__Description of the task__
In the records below, find the line with "For practice, label the ponytail"; retype that line and all the following lines through the end, exactly, and add nothing.

Information START

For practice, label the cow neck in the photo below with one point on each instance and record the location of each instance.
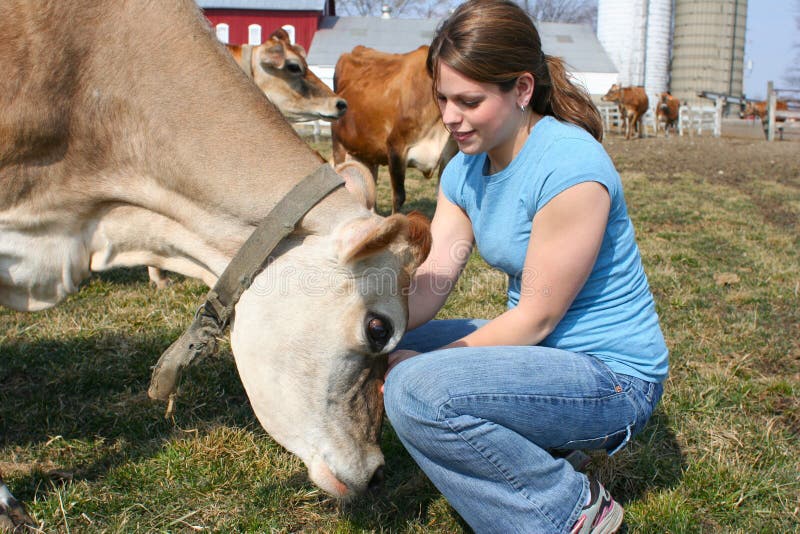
(213, 317)
(247, 59)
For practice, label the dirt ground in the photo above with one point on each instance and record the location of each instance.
(726, 159)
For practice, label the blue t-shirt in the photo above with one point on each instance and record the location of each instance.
(613, 316)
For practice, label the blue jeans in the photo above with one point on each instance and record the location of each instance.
(480, 422)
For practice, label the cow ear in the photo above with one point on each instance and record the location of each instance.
(419, 236)
(300, 50)
(370, 236)
(275, 55)
(359, 182)
(281, 35)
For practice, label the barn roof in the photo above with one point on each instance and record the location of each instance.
(271, 5)
(576, 43)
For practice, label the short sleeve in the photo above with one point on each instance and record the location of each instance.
(452, 180)
(568, 162)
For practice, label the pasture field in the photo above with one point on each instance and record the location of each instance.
(718, 223)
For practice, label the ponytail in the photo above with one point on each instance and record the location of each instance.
(555, 94)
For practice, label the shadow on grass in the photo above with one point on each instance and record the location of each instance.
(81, 404)
(653, 461)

Information END

__Answer to the exercise__
For practice, label the ponytail in the photo above with one point on each instance and record the location of each instance.
(555, 94)
For practice, label the shadow on grass in the photo above with one point on each instance and record the location of each instance.
(81, 404)
(653, 461)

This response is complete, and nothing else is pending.